EXERCISE DETAILS ::
Could you change every "forest floor" to "woodland floor" in the material, from the line containing "Would you mind marking the forest" through the last line, and give only those lines back with everything else left as is?

AVAILABLE DATA ::
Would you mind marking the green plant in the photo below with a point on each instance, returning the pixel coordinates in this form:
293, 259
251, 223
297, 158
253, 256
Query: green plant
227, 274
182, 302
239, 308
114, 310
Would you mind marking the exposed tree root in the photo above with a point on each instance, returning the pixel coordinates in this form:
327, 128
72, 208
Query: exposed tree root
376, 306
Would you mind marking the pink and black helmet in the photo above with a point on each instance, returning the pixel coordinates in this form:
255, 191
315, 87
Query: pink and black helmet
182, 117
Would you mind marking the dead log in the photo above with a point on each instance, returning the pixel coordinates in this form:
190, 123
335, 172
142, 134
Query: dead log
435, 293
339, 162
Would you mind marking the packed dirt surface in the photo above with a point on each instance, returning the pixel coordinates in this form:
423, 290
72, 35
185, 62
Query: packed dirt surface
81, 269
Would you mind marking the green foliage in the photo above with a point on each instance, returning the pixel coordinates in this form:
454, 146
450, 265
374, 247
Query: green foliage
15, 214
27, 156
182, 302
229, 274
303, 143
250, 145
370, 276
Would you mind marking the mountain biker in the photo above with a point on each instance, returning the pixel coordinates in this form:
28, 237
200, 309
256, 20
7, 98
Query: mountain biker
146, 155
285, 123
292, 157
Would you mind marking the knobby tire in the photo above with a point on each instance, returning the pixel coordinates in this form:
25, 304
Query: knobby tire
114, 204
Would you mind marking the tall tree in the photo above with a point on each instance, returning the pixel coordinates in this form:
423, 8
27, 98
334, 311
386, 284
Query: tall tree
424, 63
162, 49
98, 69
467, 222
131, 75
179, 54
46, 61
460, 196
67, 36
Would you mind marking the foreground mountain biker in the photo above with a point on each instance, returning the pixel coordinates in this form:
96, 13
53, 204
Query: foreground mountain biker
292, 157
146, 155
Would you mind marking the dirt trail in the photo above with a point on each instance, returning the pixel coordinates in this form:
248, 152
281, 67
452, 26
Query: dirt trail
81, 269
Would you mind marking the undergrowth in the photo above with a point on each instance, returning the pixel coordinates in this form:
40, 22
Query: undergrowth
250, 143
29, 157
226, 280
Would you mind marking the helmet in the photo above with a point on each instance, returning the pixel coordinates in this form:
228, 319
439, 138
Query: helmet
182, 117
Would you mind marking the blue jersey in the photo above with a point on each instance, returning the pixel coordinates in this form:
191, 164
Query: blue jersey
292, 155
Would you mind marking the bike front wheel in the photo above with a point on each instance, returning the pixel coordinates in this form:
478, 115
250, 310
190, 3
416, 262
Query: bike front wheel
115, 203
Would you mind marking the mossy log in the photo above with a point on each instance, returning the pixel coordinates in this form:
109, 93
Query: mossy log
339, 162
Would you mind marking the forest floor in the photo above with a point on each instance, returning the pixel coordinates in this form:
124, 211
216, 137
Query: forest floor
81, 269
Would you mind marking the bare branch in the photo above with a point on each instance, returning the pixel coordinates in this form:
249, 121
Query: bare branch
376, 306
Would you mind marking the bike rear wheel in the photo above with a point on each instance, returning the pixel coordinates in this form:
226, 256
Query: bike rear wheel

TASK RESULT ::
Would you mind marking the woodland floor in the photo above with a point on each instance, returning the pixel coordinates in this form:
124, 211
216, 137
Query: woodland floor
81, 269
Would you mind marking the bare branch in the photo above with a point on each instance, returning the pixel coordinates in this form:
249, 121
Query: bare branch
376, 306
Would you mind marking the bike rear wheel in the photo above with a point on each instance, returning the pixel coordinates in this form:
226, 256
Query: bike rear wheel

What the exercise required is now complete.